          Now we need to multiplex these cells together. I’m sure there’s better ways than I chose but you’ve still got to spend something. I went from a sledgehammer safety approach because I’d had some bitter experiences. (In my research I had also came across other people who had hit similar problems with non-ideal transistors.)
          In the diagrams for 4T and 6T cells on the Wikipedia page they use byte and bit control lines rather than generating individual Set and Reset signals which will be much more efficient than my approach. But as I wrote I could not be sure I understood what I was looking at and I struggled to find a circuit anywhere using real components (i.e. with part numbers) and which had a similar control mechanism.
          The (huge) count of 11 comes from bolting together standard gates with an eye to safety. I knew it would work and I didn’t believe there was much chance of coming up with something dramatically smaller. So I just bit the bullet and got on with it.

          1. I checked my Malvino&Brown book. SR latch needs only two transistors. Only downside is potential race condition if both inputs are 1 at the same time:

          2. I take your point, it’s likely I missed a trick or two on the way. I’ll add something about this to my page.

            I don’t suppose your book has a 2T SR latch using FETs rather than BJTs. As I observe at the bottom of page http://www.megaprocessor.com/GBU_DTL_TTL_CMOS.html as far as building by hand is concerned I thought resistors as costly as transistors. In terms of board space and number of joints I have to solder the circuit you give is the much the same as (if not a tad bigger than) my 2 NAND SR latch using 4 transistors and two resistors.

            There’s still the question of how to cheaply generate the set and reset signals, and to mux together the outputs of the SR latches.

          3. @ [Miroslav]

            True a SR latch only needs two transistors but SRAM is made from D Q latches (data).

            In any case real SRAM can’t use resistors and the method mentioned can, so the complementary transistors in real SRAM can be replaced by simple resistors and that will bring the count down a lot. Perhps down to 3 by using a modified SR latch.

      2. Memory is a D Q latch (or data latch) the two transistors will give you the bi-stable latch at the center but them you have to get the data in and requires more transistors.

        Some of the methods mentioned have a higher transistor count due to a totem pole output. The totem pole could be moved to the data bus so that you don’t have it on every cell.

[Data items]

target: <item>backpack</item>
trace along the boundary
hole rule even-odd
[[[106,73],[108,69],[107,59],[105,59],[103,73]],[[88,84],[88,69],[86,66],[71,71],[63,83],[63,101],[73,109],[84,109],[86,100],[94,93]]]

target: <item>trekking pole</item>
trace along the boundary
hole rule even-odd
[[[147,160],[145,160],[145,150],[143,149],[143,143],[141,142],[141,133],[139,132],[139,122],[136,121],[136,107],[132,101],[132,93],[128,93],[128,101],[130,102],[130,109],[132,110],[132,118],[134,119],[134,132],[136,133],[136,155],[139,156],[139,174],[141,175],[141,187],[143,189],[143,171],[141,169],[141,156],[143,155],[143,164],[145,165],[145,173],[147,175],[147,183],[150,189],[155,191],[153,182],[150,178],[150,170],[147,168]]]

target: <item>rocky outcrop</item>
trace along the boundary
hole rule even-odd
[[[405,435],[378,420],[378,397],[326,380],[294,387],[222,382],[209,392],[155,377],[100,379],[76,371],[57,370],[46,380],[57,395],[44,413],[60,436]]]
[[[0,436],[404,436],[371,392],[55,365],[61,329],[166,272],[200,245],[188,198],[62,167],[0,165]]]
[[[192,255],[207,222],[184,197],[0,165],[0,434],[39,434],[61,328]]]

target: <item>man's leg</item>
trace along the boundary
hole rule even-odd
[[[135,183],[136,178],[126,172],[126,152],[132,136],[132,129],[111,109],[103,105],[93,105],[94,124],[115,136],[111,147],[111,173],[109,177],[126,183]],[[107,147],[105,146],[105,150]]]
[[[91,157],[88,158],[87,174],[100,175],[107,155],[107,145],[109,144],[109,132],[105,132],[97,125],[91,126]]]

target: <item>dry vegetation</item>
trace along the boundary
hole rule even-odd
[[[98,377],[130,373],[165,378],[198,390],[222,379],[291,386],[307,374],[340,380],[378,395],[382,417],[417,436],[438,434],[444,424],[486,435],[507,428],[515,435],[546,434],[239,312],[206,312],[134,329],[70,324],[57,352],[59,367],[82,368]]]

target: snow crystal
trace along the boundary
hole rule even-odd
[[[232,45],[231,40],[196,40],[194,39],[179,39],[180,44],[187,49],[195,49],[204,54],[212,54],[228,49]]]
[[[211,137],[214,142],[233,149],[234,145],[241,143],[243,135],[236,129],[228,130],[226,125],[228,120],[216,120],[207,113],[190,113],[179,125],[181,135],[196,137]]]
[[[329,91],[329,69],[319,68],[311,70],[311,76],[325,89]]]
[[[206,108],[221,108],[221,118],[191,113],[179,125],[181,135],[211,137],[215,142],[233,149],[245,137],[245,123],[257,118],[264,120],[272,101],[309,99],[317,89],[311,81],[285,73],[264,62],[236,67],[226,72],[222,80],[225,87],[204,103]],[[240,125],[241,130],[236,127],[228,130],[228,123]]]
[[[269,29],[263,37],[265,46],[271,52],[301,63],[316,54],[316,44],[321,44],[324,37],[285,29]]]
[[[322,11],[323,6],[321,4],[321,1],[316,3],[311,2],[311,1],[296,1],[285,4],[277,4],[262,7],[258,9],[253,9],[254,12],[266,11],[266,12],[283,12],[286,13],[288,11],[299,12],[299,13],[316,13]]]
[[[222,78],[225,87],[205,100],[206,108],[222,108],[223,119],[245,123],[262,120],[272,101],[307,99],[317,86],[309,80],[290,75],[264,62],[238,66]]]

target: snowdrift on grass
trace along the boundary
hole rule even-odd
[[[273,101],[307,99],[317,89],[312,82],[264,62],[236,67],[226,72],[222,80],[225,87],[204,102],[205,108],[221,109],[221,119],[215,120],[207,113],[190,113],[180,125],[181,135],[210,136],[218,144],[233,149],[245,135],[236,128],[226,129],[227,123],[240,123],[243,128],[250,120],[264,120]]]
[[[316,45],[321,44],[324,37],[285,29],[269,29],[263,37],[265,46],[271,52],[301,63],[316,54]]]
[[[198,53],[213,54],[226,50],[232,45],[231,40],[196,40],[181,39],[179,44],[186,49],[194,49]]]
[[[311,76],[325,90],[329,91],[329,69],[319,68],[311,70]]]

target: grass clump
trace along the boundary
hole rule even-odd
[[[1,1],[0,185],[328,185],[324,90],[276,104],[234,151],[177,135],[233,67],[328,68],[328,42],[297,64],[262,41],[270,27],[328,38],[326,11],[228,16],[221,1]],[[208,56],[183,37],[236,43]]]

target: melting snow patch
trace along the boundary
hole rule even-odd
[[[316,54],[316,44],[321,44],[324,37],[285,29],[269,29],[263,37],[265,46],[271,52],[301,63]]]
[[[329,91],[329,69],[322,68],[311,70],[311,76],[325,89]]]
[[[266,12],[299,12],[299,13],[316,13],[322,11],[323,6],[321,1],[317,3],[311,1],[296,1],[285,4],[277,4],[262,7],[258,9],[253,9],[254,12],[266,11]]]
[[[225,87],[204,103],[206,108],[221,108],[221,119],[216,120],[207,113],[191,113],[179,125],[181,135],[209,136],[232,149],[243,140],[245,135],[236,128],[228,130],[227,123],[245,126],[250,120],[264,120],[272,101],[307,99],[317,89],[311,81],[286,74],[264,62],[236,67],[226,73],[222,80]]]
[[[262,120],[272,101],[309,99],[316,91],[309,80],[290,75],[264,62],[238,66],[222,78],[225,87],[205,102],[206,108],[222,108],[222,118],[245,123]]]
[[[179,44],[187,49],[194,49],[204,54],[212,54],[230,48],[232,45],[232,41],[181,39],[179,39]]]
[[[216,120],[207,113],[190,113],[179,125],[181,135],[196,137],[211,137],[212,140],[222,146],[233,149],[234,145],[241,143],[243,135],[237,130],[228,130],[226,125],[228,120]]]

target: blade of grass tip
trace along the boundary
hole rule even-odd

--

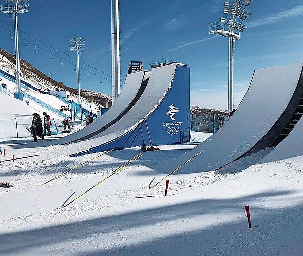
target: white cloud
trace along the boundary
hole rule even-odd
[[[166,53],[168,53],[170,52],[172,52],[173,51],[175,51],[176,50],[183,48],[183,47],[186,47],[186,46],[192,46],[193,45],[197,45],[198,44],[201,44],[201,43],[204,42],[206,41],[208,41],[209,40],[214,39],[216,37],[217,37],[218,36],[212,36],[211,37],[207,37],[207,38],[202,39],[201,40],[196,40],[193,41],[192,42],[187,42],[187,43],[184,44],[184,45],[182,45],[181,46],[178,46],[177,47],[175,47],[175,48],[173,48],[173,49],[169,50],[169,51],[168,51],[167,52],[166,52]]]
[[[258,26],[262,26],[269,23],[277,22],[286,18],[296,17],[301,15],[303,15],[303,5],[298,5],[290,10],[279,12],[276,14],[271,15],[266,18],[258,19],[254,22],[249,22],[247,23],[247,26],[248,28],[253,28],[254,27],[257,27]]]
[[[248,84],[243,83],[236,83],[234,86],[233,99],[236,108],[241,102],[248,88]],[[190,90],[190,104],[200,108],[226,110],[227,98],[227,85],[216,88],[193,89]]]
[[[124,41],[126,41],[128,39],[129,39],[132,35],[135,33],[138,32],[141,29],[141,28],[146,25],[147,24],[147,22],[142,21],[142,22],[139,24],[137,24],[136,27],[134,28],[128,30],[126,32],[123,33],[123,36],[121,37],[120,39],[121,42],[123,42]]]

==

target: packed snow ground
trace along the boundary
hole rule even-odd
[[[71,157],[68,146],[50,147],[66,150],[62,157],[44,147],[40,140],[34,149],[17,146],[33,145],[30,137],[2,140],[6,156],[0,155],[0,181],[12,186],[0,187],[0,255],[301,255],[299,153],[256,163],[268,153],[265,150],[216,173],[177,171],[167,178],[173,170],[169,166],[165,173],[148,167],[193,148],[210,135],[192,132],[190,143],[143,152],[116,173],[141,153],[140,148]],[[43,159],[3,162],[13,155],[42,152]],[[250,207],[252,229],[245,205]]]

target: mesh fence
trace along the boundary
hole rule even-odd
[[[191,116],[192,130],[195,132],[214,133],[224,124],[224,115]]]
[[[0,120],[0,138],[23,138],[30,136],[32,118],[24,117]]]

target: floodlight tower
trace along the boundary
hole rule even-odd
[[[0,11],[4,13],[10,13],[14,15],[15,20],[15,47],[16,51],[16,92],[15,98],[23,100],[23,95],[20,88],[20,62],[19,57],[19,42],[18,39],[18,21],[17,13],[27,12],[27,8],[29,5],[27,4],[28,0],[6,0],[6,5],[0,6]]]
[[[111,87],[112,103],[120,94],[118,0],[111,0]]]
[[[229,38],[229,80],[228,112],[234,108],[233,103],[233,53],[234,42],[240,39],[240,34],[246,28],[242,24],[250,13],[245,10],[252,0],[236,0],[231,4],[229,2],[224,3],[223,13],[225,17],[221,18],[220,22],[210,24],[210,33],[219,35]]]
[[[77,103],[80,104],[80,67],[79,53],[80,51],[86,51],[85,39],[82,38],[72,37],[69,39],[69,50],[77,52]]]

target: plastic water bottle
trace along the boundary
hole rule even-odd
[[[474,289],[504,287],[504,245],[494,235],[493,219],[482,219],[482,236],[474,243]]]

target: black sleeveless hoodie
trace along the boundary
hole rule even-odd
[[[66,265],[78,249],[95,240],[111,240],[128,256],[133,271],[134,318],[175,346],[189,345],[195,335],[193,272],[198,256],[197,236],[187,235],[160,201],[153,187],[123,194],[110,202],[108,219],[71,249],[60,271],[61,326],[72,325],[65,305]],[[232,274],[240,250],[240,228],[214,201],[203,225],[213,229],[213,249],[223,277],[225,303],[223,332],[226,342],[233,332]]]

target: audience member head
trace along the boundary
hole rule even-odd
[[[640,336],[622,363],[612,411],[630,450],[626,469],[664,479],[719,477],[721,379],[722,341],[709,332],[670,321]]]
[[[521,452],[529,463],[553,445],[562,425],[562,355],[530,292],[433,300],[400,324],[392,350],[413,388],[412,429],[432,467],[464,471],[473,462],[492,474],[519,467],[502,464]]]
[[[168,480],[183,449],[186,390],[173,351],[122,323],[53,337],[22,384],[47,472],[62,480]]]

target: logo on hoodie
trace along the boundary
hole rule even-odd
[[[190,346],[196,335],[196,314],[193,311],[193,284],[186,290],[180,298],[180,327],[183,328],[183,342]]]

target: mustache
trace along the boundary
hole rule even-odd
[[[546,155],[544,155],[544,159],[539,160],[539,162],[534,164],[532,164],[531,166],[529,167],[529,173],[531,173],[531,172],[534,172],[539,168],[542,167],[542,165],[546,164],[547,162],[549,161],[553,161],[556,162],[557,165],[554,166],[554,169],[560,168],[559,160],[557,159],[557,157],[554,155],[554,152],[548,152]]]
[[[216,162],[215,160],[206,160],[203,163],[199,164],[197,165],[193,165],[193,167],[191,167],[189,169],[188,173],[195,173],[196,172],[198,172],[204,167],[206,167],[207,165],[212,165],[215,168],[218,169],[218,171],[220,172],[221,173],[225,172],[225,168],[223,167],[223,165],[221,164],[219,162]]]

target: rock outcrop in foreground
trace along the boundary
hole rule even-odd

• _TASK INSTRUCTIONS_:
A. Write out the stretch of the memory-cell discussion from "1. I checked" through "and two resistors.".
B. Name every reference source cited in the memory-cell discussion.

• _RESULTS BY TASK_:
A.
1. I checked my Malvino&Brown book. SR latch needs only two transistors. Only downside is potential race condition if both inputs are 1 at the same time:

          2. I take your point, it’s likely I missed a trick or two on the way. I’ll add something about this to my page.

            I don’t suppose your book has a 2T SR latch using FETs rather than BJTs. As I observe at the bottom of page http://www.megaprocessor.com/GBU_DTL_TTL_CMOS.html as far as building by hand is concerned I thought resistors as costly as transistors. In terms of board space and number of joints I have to solder the circuit you give is the much the same as (if not a tad bigger than) my 2 NAND SR latch using 4 transistors and two resistors.

B.
- The Wikipedia page with diagrams for 4T and 6T cells
- The Malvino&Brown book
- The page at http://www.megaprocessor.com/GBU_DTL_TTL_CMOS.html